### AIM
Extract, unchanged, the lines below that start with the one containing "Every instance gets a single point. Point out the parked" and run through the final line.

--- Start ---

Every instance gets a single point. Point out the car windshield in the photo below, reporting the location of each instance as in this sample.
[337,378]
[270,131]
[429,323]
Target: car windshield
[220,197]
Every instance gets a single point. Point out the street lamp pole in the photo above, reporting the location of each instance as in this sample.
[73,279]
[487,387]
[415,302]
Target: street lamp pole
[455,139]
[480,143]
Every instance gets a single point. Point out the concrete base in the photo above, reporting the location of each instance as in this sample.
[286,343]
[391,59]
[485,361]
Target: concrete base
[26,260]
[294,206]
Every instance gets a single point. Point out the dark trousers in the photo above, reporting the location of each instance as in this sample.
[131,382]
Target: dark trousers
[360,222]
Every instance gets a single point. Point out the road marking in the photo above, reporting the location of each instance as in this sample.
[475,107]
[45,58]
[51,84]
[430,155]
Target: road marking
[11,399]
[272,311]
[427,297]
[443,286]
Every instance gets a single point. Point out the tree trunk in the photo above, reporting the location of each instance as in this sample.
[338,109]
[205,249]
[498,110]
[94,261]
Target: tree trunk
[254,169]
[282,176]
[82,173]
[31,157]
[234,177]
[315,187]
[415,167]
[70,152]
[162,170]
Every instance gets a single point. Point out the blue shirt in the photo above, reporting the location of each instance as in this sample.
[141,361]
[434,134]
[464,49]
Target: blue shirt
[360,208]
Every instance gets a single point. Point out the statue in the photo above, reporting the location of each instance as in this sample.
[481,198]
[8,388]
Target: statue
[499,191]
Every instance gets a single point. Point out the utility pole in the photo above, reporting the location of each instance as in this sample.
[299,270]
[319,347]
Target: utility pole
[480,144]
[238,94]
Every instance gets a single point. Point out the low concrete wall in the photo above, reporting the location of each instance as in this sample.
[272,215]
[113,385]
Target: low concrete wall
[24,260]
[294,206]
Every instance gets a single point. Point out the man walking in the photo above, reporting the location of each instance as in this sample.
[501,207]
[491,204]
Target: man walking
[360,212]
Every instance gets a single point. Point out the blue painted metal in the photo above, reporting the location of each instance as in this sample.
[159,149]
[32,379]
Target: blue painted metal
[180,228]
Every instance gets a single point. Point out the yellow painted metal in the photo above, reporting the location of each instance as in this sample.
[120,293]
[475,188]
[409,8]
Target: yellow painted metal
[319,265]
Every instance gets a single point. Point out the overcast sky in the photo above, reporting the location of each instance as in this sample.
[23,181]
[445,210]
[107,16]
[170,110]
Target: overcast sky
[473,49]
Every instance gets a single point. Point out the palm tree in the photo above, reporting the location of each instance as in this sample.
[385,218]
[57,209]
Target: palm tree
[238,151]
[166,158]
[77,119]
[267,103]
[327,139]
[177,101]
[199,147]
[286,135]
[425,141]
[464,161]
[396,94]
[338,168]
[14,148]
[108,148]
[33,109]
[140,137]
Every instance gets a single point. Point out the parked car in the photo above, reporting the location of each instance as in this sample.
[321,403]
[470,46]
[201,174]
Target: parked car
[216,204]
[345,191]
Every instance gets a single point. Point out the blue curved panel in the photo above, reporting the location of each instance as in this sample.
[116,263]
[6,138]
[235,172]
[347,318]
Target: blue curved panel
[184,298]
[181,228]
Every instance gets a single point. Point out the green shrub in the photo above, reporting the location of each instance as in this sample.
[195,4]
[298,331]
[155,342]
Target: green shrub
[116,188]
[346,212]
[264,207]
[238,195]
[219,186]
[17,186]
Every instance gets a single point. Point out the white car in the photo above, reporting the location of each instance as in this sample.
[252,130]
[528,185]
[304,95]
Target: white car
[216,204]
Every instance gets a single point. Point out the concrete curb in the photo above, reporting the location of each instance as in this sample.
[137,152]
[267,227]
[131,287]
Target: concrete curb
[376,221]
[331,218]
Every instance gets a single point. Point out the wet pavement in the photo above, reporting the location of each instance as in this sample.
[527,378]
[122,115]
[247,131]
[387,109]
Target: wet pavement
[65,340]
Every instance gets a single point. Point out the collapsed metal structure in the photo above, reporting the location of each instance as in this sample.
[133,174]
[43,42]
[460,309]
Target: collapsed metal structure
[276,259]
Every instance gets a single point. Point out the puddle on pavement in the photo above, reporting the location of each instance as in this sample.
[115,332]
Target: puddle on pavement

--- End ---

### EXERCISE RESULT
Every instance gets a single point. Point out the parked car in the photo above, reporting the location of each instance as in this sample.
[321,403]
[470,46]
[201,174]
Target: parked car
[216,204]
[345,191]
Every instance gets a single point. Point out the blue curved panel in the photo above, reporting the location of each instance as in this sample.
[116,263]
[6,138]
[235,172]
[347,318]
Target: blue curved panel
[184,298]
[181,228]
Every instance gets a single point. Point out the green shrub in the photo above, reporting the location of each instance as in this sample.
[195,4]
[298,331]
[155,342]
Target: green shrub
[116,188]
[346,212]
[264,207]
[238,195]
[219,186]
[17,186]
Every instance gets a single point. Point out the white car in the photo above, reporting the location of each instance as in this sample.
[252,130]
[528,185]
[304,95]
Target: white car
[216,204]
Every instance gets a single point. Point out the concrete curb in the photo above, reporting the location of each instance as in this sample.
[137,152]
[267,227]
[131,287]
Target: concrete curb
[376,221]
[331,218]
Every instance gets a single point. Point out the wet pavement in the photo above, reporting the location of each instance as in this sample.
[527,378]
[122,115]
[247,131]
[387,109]
Target: wet pavement
[65,340]
Every instance gets a single point. Point out the collapsed metal structure in the photo above, reporting the location of each instance as in this sample.
[133,174]
[43,42]
[460,309]
Target: collapsed metal structure
[276,259]
Every instance gets a single point. Point out the puddle on pavement in the photo above, reporting the location of each instance as in this sample.
[115,332]
Target: puddle on pavement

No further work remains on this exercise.